_SET TASK_
In the records, change "dock piling" to "pier post" from the line with "trace --target distant" to the line with "[[[134,101],[256,181],[256,74],[132,83]]]", and write out only those lines, otherwise unchanged.

● ● ● ● ●

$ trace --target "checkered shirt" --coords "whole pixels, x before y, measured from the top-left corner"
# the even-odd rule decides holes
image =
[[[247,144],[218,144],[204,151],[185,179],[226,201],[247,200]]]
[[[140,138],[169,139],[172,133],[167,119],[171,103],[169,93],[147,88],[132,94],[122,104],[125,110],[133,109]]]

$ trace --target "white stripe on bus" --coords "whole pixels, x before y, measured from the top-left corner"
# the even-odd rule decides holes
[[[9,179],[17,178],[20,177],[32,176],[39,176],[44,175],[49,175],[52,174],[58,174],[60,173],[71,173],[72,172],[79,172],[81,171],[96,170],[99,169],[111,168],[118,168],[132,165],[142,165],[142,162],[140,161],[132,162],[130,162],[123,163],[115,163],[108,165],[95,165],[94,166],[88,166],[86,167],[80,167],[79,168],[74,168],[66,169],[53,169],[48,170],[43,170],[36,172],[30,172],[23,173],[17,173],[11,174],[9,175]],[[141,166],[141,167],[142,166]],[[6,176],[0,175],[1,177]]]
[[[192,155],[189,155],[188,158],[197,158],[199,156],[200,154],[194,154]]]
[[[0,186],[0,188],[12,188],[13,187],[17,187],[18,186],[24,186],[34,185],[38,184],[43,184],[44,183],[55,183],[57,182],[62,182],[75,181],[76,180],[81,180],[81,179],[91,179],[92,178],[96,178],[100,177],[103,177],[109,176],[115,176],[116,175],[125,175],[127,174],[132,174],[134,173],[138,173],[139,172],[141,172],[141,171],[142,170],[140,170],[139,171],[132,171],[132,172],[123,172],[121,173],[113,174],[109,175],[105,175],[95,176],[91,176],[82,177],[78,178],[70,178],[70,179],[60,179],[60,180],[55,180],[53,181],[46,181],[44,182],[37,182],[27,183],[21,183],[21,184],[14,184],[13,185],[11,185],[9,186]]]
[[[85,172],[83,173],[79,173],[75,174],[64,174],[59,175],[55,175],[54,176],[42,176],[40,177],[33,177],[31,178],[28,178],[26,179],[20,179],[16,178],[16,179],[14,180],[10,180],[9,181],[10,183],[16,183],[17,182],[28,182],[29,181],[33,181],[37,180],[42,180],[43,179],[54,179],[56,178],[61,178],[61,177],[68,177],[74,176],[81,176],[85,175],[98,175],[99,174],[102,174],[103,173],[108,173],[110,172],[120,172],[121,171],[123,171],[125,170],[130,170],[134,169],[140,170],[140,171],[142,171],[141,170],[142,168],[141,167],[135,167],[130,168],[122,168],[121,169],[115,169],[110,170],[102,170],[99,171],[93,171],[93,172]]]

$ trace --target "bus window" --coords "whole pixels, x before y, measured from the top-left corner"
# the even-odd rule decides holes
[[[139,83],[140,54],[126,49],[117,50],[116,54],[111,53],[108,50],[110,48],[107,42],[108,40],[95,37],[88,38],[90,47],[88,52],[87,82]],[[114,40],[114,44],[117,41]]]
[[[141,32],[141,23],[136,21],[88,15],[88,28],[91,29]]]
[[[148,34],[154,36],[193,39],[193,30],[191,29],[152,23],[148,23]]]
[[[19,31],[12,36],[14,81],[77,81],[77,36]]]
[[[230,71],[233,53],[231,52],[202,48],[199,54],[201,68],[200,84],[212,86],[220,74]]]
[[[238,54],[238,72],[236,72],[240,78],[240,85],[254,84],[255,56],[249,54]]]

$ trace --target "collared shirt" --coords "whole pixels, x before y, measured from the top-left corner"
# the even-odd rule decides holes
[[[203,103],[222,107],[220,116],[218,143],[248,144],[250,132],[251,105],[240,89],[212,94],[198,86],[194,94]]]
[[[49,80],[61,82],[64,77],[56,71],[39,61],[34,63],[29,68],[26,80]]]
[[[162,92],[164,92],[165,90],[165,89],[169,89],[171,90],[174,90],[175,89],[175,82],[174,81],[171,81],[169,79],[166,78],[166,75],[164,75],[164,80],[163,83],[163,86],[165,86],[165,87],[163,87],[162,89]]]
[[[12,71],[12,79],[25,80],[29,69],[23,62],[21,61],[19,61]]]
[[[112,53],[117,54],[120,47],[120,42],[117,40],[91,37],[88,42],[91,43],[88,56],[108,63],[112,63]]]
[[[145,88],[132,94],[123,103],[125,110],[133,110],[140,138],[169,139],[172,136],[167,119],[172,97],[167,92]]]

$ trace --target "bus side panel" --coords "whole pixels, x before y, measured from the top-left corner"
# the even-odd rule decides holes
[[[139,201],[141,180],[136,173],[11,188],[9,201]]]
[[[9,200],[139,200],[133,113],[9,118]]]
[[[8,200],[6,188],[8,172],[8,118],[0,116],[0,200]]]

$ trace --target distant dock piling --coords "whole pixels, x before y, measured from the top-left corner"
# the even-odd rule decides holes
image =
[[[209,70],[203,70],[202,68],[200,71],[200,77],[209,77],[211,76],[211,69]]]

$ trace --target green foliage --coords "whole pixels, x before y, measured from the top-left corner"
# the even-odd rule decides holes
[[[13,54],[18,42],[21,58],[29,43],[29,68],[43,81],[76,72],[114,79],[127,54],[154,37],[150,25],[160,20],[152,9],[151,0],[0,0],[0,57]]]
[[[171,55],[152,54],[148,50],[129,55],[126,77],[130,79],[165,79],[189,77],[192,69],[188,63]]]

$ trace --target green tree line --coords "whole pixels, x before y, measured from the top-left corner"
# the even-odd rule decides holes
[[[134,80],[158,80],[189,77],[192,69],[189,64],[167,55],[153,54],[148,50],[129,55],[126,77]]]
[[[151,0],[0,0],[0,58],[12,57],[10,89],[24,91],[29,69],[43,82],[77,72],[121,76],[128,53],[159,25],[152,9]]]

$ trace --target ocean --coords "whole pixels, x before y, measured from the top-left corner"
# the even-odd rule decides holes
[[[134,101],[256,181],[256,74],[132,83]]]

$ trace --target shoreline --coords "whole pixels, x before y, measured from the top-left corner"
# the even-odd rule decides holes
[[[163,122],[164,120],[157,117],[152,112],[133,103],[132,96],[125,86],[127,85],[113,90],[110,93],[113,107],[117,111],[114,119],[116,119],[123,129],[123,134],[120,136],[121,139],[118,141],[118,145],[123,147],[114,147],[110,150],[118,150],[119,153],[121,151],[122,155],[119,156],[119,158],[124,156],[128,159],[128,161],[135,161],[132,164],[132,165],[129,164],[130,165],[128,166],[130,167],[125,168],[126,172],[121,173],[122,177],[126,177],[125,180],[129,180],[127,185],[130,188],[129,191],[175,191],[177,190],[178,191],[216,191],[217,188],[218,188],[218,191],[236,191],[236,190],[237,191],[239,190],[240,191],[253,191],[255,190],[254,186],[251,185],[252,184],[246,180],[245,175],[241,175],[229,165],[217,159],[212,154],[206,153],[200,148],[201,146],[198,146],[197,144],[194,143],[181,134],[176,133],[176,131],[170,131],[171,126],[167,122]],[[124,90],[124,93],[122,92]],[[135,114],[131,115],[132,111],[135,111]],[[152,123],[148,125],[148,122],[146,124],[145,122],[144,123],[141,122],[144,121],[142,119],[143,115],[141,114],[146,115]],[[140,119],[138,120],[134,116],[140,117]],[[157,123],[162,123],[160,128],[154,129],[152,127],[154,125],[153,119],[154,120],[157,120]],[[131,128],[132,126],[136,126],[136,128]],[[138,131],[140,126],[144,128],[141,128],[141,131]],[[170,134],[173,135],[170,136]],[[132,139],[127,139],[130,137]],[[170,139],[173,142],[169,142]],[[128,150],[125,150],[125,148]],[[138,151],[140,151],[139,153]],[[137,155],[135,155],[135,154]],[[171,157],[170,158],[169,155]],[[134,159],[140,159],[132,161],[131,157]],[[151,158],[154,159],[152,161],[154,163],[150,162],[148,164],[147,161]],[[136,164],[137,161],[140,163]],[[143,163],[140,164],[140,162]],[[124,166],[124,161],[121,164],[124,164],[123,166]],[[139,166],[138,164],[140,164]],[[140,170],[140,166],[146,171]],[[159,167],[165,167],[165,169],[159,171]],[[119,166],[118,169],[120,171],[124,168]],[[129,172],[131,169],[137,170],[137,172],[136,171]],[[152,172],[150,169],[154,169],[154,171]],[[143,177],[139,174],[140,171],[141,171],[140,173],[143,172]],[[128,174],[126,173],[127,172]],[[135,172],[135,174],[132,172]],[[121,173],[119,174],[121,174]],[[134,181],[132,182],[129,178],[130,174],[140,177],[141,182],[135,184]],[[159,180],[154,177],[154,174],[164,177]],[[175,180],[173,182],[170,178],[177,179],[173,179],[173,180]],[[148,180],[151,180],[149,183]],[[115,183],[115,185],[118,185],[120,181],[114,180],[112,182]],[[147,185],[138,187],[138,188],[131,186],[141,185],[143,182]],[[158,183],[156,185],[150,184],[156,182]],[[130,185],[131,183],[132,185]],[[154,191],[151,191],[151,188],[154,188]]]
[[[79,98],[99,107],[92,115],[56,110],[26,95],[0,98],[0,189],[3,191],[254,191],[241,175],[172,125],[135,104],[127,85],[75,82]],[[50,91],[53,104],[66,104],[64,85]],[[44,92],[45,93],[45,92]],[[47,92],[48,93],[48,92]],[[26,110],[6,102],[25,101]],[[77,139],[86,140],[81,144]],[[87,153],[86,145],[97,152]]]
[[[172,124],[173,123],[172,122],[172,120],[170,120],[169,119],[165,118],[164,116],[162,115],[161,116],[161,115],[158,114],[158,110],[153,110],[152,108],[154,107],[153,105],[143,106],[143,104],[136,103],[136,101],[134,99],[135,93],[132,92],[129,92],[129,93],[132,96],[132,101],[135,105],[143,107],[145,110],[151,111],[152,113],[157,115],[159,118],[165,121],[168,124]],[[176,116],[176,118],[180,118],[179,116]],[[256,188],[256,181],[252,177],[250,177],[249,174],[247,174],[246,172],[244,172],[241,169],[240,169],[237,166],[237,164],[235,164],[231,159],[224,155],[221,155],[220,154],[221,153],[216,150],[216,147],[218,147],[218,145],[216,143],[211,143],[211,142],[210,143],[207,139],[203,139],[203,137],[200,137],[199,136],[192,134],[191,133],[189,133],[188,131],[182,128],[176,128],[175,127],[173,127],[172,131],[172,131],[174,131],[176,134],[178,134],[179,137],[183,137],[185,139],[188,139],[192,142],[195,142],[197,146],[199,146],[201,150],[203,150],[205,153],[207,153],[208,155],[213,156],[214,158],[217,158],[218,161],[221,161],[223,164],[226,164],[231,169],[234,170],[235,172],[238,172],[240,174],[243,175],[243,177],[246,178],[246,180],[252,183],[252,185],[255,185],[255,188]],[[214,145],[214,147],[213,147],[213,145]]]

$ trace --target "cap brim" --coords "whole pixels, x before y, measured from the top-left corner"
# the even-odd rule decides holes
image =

● ● ● ● ●

_PROBLEM SOLUTION_
$ trace --target distant pier post --coords "whole pixels, x before y, measured from the top-left corner"
# the even-odd rule decides holes
image =
[[[209,70],[203,70],[202,68],[200,71],[200,77],[209,77],[211,76],[211,69]]]

$ trace --target green foliage --coords "whole pixels, x before y, measured from the top-left corner"
# the even-odd rule decides holes
[[[13,54],[18,42],[21,58],[29,43],[29,68],[43,81],[76,72],[114,79],[127,54],[154,37],[150,25],[160,20],[152,9],[151,0],[0,0],[0,57]]]
[[[171,55],[152,54],[148,50],[129,55],[126,77],[130,79],[165,79],[189,77],[192,69],[188,63]]]

$ trace --target green tree line --coords "whole pixels, x before y, measured from the top-left corner"
# the even-odd rule decides holes
[[[134,80],[158,80],[189,77],[192,69],[189,64],[167,55],[153,54],[148,50],[129,55],[126,77]]]
[[[151,0],[0,0],[0,58],[12,57],[10,89],[24,91],[29,69],[43,82],[77,72],[121,76],[128,53],[159,25],[152,9]]]

$ trace --target ocean --coords "whole pixels, x before y, measured from the top-left corner"
# the even-odd rule decides holes
[[[134,101],[256,181],[256,74],[132,83]]]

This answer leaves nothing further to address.